[Text section — start]

To be missed by many

Print date: 20 July 2006

To be missed by many

Reg Bolton at the Ag. Show on Friday - for a multitude of Kununurra children
and youths his death came as a solid shock.

If you've been to the Kununurra Agricultural show in recent years, then you've more than likely seen Reg Bolton in action.

And...he was back there on Friday teaching young people circus skills and putting together a show.

He went back to his hotel in the evening and was discovered dead in his bed on Saturday morning.

He appeared to have died peacefully in his sleep.

A fit and diet conscious person, his passing was a real shock.

Reg was 61.

He has been a mentor to thousands of children and youths across the world.

By teaching circus skills, he has taught self reliance, self esteem and set many people 'back on the rails' who might have otherwise gone astray.

A teacher by profession, he established the idea of Suitcase Circus in 1975.

In a little cottage at Long Green, West Lothian, Scotland, Suitcase Circus was born.

It started as an informal association of support for the work of Reg Bolton, introducing circus skills into the streets and housing estates of Edinburgh.

Reg spent a short time studying at L'Ecole Nationale du Cirque, Annie Fratellini's Circus School in Paris.

In 1981, Suitcase Circus organised the first ever Community Circus Festival, in Manchester.

[Text section — finish]

Requirement: Transcribe the part of the article on Reg Bolton starting at "By teaching circus" and ending at "School in Paris.".

[Excerpted records — start]

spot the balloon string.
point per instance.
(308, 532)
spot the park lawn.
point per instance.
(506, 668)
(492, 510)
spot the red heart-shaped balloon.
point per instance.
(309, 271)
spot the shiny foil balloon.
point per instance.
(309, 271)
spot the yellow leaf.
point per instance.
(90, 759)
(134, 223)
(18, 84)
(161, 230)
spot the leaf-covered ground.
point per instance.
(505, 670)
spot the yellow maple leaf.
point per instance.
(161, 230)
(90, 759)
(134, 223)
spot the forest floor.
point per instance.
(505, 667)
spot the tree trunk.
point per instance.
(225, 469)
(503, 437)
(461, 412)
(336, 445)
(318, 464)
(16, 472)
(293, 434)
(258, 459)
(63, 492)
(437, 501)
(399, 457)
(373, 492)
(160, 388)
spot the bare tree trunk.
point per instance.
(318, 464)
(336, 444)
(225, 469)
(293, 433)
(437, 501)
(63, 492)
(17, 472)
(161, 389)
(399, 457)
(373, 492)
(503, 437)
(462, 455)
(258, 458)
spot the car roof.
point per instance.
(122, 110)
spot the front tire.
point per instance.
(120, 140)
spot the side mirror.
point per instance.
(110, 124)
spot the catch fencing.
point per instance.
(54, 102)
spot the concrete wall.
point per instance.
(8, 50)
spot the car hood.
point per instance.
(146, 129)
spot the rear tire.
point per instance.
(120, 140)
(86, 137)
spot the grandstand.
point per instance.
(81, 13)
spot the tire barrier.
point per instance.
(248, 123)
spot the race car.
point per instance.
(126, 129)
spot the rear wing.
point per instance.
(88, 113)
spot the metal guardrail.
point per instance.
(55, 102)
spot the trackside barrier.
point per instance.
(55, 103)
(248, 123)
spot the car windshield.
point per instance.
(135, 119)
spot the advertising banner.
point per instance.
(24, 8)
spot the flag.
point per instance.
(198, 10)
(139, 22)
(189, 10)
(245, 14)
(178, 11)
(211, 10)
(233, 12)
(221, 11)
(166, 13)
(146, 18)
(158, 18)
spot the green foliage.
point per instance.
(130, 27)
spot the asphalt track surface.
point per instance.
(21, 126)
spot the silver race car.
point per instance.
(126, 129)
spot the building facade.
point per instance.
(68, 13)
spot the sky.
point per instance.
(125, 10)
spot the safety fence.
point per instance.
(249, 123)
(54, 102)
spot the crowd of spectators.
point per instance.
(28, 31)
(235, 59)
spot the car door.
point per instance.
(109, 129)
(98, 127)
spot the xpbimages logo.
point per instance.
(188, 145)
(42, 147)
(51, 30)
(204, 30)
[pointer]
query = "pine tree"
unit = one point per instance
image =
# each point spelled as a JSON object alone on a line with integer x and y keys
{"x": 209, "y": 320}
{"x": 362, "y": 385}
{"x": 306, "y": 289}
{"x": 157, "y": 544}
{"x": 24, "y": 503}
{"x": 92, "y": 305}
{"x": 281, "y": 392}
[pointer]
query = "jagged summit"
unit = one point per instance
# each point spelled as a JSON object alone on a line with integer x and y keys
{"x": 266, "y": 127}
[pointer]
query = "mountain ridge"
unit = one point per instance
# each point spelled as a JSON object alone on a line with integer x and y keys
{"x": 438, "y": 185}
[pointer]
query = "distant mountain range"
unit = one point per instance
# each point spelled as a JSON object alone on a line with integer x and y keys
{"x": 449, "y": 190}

[Excerpted records — finish]

Reply to the task:
By teaching circus skills, he has taught self reliance, self esteem and set many people 'back on the rails' who might have otherwise gone astray.

A teacher by profession, he established the idea of Suitcase Circus in 1975.

In a little cottage at Long Green, West Lothian, Scotland, Suitcase Circus was born.

It started as an informal association of support for the work of Reg Bolton, introducing circus skills into the streets and housing estates of Edinburgh.

Reg spent a short time studying at L'Ecole Nationale du Cirque, Annie Fratellini's Circus School in Paris.